Recovery Time is Forgotten

WW Happy Winter

Many women are aware that exercise and eating well are essential for good health. Many women also know that good work/life balance, as challenging as it is to achieve, can help them feel more satisfied. In spite of all the things we remember to work towards on a daily basis, there is one crucial thing women frequently forget to make time for. It’s often referred to as “the forgotten training variable” and it’s an important component of wellness. The forgotten variable of exercise and healthy living is recovery.

Unfortunately or fortunately, depending on your perspective, we don’t reap any benefits of exercise until we have recovered. Yes, it’s true. Exercise is a stress applied to our bodies and it’s only once we have recovered from this stress that our bodies becomes stronger and more capable.

Stress isn’t always a bad thing. Stress stimulates the body and helps it become resilient. An article about stress and recovery, The Making of a Corporate Athlete, written by Jim Loehr and Tony Schwartz for the Harvard Business Review, cites that stress is not the main thing that hinders professionals from reaching their peak performance. What does hinder professionals from reaching their “Ideal Performance State” is the absense of a purposeful recovery.

-=-=-=-=-

Task to complete
Copy the piece on recovery time from "Unfortunately or fortunately, depending" to "and more capable.", replacing "stress" with "strain". The lines after this come from a separate source.

Supplied information
-=-=-=-=-

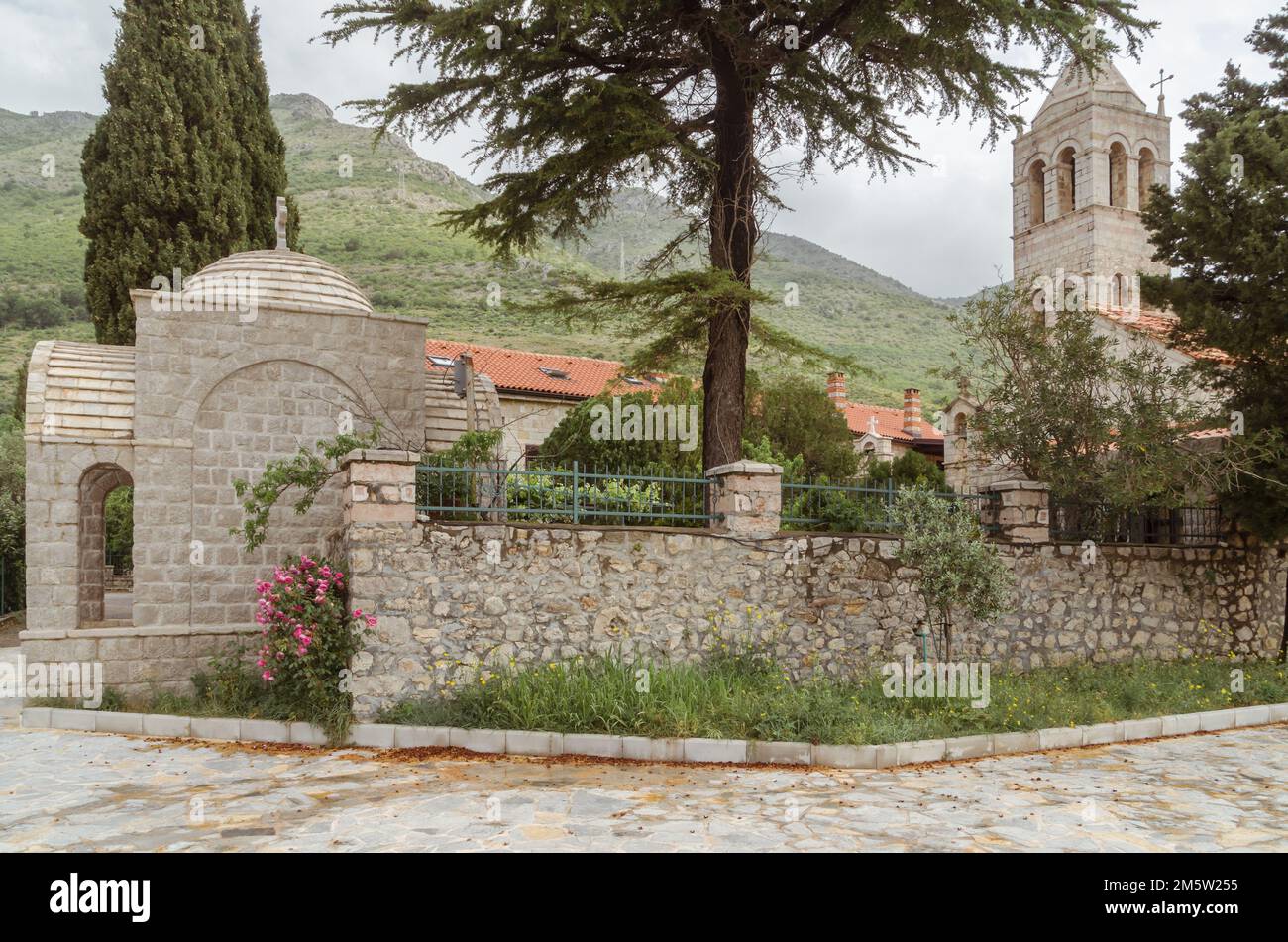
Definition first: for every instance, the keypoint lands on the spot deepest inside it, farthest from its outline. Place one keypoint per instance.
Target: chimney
(912, 412)
(836, 389)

-=-=-=-=-

Solution for this problem
Unfortunately or fortunately, depending on your perspective, we don’t reap any benefits of exercise until we have recovered. Yes, it’s true. Exercise is a strain applied to our bodies and it’s only once we have recovered from this strain that our bodies becomes stronger and more capable.